Natural language region descriptions
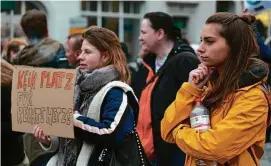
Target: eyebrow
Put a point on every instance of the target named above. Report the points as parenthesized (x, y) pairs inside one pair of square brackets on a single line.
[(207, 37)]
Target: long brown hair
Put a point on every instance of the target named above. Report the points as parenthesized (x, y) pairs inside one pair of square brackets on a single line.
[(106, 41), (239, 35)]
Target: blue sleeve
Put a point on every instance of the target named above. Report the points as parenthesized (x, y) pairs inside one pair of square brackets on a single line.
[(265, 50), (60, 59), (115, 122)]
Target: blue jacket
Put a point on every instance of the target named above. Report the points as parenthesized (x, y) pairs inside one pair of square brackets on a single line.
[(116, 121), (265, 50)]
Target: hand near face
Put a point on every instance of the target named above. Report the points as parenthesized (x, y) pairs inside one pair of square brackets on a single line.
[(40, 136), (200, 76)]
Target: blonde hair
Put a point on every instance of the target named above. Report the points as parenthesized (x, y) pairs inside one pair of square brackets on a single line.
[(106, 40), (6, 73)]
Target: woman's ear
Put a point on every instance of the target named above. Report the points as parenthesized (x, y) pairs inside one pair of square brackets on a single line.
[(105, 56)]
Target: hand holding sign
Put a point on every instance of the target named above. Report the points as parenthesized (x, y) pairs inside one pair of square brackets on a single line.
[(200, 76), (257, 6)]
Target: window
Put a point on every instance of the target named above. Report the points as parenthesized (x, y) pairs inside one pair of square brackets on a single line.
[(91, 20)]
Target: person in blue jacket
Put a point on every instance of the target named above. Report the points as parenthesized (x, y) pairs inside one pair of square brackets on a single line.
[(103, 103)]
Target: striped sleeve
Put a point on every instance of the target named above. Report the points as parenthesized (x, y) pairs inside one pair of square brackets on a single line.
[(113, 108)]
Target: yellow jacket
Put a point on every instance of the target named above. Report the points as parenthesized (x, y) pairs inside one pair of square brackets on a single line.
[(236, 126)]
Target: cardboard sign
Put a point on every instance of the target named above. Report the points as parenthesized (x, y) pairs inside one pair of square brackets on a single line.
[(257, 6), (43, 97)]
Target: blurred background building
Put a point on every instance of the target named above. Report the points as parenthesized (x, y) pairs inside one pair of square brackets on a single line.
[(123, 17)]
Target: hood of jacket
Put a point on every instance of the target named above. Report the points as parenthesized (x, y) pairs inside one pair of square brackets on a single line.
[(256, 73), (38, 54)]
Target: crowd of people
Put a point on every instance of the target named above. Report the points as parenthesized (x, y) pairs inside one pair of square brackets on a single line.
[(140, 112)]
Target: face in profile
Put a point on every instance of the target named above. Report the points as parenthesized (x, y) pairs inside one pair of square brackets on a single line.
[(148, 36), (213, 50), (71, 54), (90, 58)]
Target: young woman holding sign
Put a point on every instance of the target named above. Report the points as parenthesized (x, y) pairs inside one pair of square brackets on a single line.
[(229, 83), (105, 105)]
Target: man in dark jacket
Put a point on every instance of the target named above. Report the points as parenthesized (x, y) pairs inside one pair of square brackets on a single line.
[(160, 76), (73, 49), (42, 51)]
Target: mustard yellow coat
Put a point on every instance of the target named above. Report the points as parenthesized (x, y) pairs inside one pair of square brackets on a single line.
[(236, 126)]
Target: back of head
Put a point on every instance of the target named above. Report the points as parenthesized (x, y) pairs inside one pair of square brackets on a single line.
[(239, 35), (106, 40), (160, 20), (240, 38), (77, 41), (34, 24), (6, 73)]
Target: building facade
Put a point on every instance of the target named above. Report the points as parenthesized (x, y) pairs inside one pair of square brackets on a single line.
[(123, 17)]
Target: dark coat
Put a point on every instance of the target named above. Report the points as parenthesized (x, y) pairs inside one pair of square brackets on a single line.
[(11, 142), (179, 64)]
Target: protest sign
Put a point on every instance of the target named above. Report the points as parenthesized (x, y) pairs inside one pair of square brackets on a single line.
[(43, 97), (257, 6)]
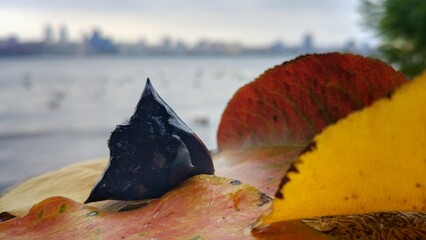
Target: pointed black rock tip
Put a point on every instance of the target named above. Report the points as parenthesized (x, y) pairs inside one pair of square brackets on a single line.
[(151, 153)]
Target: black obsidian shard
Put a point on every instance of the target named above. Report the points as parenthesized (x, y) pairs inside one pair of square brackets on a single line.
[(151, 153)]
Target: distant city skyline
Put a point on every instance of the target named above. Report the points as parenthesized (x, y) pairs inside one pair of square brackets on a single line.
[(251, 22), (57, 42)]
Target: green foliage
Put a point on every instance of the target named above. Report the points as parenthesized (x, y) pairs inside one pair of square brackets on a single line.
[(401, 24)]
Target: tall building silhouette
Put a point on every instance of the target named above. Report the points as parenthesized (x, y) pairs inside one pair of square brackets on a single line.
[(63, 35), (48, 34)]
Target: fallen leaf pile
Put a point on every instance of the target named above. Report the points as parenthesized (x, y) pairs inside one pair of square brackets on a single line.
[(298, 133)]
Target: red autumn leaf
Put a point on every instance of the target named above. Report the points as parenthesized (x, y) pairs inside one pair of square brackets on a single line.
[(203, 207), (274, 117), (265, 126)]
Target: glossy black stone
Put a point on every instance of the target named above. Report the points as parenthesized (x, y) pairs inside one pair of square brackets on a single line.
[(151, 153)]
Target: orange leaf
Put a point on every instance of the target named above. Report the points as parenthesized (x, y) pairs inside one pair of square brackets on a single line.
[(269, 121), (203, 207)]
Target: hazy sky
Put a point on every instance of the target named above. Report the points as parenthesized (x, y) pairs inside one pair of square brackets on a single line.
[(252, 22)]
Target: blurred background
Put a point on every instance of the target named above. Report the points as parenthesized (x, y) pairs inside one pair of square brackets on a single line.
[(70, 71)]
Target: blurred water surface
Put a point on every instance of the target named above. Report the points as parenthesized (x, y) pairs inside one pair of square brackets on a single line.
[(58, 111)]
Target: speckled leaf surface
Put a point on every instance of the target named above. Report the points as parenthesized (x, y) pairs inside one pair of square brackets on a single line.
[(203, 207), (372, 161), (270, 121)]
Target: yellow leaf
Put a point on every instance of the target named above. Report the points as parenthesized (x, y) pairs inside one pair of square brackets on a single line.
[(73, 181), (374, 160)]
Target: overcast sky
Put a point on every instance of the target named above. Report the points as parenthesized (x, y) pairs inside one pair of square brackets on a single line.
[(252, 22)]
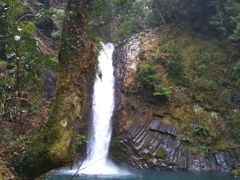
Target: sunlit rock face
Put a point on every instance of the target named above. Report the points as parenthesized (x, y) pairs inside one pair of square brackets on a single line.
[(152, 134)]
---
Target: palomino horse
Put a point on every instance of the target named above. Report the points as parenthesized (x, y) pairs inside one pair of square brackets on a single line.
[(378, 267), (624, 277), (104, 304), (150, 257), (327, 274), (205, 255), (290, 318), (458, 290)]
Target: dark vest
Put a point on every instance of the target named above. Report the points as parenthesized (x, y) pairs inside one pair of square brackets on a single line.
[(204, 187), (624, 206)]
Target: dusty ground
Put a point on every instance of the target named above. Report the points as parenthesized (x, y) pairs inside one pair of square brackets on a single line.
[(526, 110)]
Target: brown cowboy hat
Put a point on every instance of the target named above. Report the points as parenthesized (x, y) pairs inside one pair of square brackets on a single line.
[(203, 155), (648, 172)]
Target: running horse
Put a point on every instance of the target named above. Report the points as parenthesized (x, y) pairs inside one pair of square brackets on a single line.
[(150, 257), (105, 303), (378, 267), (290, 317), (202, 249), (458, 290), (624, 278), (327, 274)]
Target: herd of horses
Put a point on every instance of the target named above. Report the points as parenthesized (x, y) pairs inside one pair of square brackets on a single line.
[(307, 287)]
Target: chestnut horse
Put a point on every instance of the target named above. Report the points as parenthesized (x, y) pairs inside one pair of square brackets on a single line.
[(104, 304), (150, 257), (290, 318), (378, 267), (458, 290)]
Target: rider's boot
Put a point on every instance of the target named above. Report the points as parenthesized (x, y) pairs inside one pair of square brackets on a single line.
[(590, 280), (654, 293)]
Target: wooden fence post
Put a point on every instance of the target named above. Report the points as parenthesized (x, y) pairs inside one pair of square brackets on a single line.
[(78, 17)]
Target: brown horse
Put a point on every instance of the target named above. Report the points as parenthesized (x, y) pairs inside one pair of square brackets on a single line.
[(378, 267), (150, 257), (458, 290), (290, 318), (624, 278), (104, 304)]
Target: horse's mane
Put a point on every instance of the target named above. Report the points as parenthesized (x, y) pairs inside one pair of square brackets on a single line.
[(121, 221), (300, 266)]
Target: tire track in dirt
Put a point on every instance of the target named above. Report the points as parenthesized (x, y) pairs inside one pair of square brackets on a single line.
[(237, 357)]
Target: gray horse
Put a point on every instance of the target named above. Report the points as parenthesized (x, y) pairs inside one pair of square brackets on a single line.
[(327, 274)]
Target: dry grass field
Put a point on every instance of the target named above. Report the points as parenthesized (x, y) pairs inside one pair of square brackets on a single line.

What this task involves
All lines above from the line with "Target: eyebrow" through the line with "Target: long brown hair", both included, are to be set down exactly, with nothing else.

Written reply
Target: eyebrow
Put a point on every instance of the target named above. Report the points as parenthesized (x, y) pairs inside one pair of square brackets on a single line.
[(207, 37)]
Target: long brown hair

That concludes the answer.